What to do:
Could you copy every row below word for word, with the pictures left out?

Given data:
***

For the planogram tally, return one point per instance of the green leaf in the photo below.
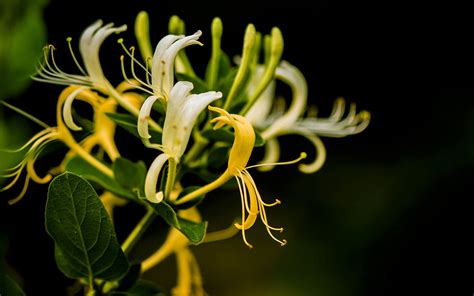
(8, 286)
(195, 232)
(140, 288)
(199, 85)
(82, 168)
(130, 279)
(130, 175)
(191, 203)
(85, 242)
(129, 123)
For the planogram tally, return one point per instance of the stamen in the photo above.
(221, 234)
(132, 49)
(69, 39)
(302, 156)
(338, 110)
(17, 176)
(120, 41)
(320, 154)
(152, 179)
(124, 73)
(34, 138)
(22, 193)
(27, 115)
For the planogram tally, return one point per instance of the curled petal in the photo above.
(295, 79)
(144, 115)
(89, 46)
(320, 154)
(164, 60)
(67, 110)
(181, 114)
(151, 179)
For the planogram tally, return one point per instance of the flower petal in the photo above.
(151, 179)
(67, 110)
(144, 115)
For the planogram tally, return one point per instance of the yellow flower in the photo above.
(181, 115)
(48, 135)
(251, 200)
(281, 122)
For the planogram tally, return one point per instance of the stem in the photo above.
(138, 231)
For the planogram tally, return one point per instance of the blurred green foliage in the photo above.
(22, 34)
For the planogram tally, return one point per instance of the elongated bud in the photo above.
(176, 25)
(142, 33)
(216, 28)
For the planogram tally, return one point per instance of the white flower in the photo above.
(275, 124)
(162, 69)
(92, 77)
(181, 114)
(89, 46)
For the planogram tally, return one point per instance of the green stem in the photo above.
(276, 51)
(138, 231)
(172, 164)
(249, 42)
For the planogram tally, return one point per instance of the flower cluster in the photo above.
(192, 122)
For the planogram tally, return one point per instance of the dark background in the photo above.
(388, 214)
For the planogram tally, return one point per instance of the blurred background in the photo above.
(389, 212)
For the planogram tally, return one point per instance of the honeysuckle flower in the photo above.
(163, 65)
(40, 141)
(189, 276)
(35, 146)
(89, 46)
(251, 200)
(276, 124)
(91, 77)
(181, 114)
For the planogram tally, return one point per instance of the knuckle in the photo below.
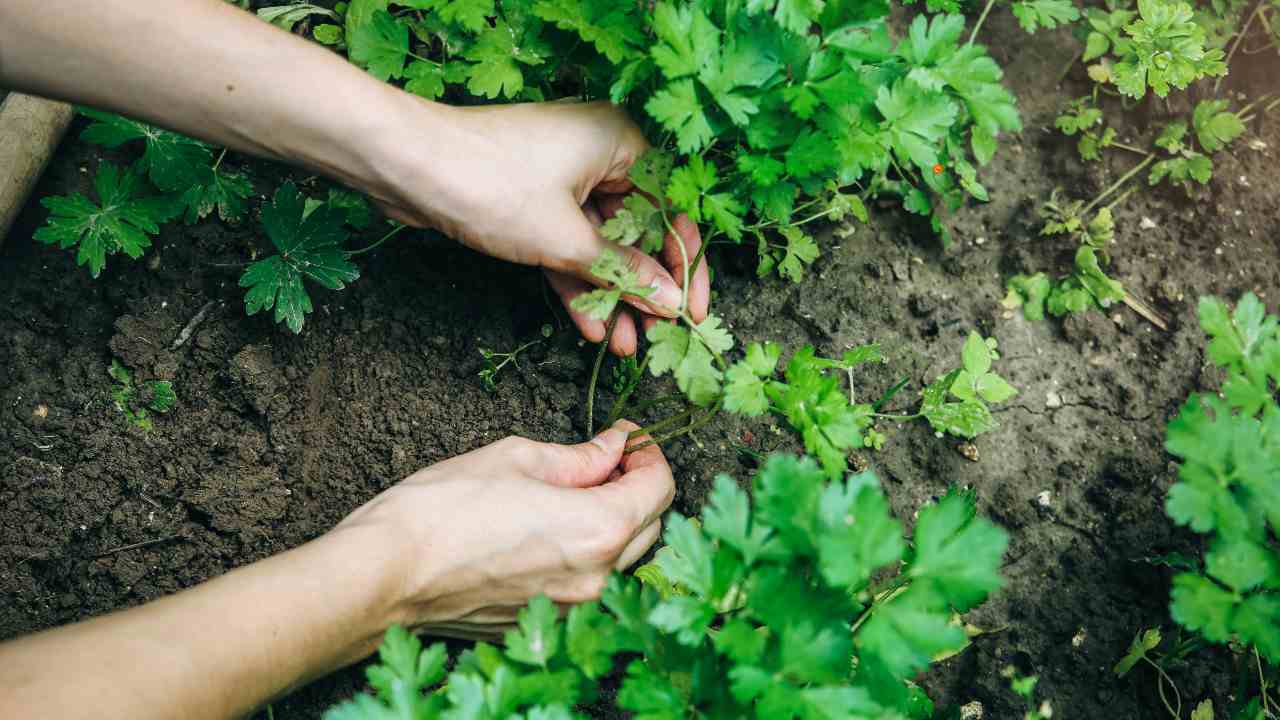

***

Exercise solution:
For the planogram tally, return one point per instance of the green leaf in the photo below.
(8, 286)
(195, 232)
(140, 288)
(199, 85)
(82, 168)
(130, 279)
(130, 175)
(191, 203)
(85, 242)
(129, 123)
For the planogram tally, return one point per instance of the stamen in the photo above.
(221, 234)
(132, 49)
(69, 39)
(302, 156)
(338, 110)
(17, 176)
(120, 41)
(320, 154)
(152, 179)
(124, 73)
(34, 138)
(22, 193)
(27, 115)
For the planogram tally, return one point per instance of the curled petal in the photo above.
(295, 79)
(144, 115)
(89, 46)
(320, 154)
(164, 60)
(67, 110)
(181, 114)
(151, 179)
For the planogram tally, return one point per instance of the flower petal in the photo above.
(151, 179)
(67, 110)
(144, 115)
For the planogram tally, return one point per instance of the yellow flower in the photo above.
(181, 115)
(48, 135)
(251, 200)
(281, 122)
For the planogram tally, return one point per instance of the stem in the photo above.
(138, 231)
For the planogram tally, return one point per instance of the blurred green foliage in the photo above.
(22, 34)
For the planogram tally, return one point per instance of the elongated bud in the photo above.
(176, 25)
(142, 33)
(216, 28)
For the planogram tally, return one point per instance of the white flower in the photo above.
(275, 124)
(162, 69)
(92, 77)
(181, 114)
(89, 46)
For the planogram tally, return one point per instance of the green stem in the photo above.
(276, 51)
(138, 231)
(172, 164)
(249, 42)
For the planogram tally, return one point per instance of the flower cluster in the photo above.
(192, 122)
For the planogram tally, return one point per instance of the dark background in the photo above.
(388, 214)
For the planogram tally, return one point per instance of the blurred background in the photo above.
(389, 212)
For the planogram tally, return one point per instance of the honeysuckle flower in the photo above.
(163, 65)
(40, 141)
(189, 276)
(35, 146)
(89, 46)
(251, 200)
(276, 124)
(91, 77)
(181, 114)
For the planogram tally, return one point per instance of the knuckle in the photo below.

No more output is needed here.